EXERCISE PROMPT | Reproduce every line of the following material word for word, in the same order.

INPUT RECORDS |
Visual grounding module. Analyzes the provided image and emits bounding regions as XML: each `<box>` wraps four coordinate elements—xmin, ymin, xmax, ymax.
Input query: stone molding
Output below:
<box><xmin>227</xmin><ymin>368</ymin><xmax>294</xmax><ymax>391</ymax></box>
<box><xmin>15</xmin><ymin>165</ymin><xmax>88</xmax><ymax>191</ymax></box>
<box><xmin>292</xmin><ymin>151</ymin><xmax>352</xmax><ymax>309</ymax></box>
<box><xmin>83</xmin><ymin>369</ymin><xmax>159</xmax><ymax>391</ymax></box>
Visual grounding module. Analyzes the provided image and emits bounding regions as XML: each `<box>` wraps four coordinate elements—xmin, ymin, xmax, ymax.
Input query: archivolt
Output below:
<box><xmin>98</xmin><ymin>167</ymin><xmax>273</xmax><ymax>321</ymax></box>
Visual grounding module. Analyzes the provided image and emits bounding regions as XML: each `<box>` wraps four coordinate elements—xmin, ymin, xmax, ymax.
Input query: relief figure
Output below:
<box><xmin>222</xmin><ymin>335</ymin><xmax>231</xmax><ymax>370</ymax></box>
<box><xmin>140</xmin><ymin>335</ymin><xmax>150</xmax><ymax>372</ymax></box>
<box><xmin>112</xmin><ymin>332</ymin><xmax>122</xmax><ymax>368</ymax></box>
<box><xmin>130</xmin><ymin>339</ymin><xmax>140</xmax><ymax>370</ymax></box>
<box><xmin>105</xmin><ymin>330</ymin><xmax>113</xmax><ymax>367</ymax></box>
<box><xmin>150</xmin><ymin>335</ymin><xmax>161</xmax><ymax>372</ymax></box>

WRITTEN SOLUTION |
Visual grounding module. Analyzes the provided image and emits bounding regions as XML: each `<box>` wraps four coordinate elements—xmin, ymin, xmax, ymax.
Input query: stone molding
Output below:
<box><xmin>227</xmin><ymin>368</ymin><xmax>294</xmax><ymax>391</ymax></box>
<box><xmin>15</xmin><ymin>165</ymin><xmax>88</xmax><ymax>191</ymax></box>
<box><xmin>292</xmin><ymin>151</ymin><xmax>352</xmax><ymax>309</ymax></box>
<box><xmin>83</xmin><ymin>369</ymin><xmax>159</xmax><ymax>391</ymax></box>
Visual grounding module. Analyzes the provided image and emits bounding regions as XML: each `<box>` wraps four coordinate elements—xmin, ymin, xmax, ymax.
Input query: archivolt
Output below:
<box><xmin>98</xmin><ymin>167</ymin><xmax>273</xmax><ymax>321</ymax></box>
Visual grounding module. Analyzes the provided image and emits bounding regions as XML: each `<box>` wraps four coordinate elements—xmin, ymin, xmax, ymax.
Input query: relief figure
Output below:
<box><xmin>222</xmin><ymin>335</ymin><xmax>231</xmax><ymax>370</ymax></box>
<box><xmin>140</xmin><ymin>335</ymin><xmax>150</xmax><ymax>372</ymax></box>
<box><xmin>112</xmin><ymin>332</ymin><xmax>122</xmax><ymax>368</ymax></box>
<box><xmin>130</xmin><ymin>339</ymin><xmax>140</xmax><ymax>370</ymax></box>
<box><xmin>105</xmin><ymin>330</ymin><xmax>113</xmax><ymax>367</ymax></box>
<box><xmin>150</xmin><ymin>335</ymin><xmax>161</xmax><ymax>372</ymax></box>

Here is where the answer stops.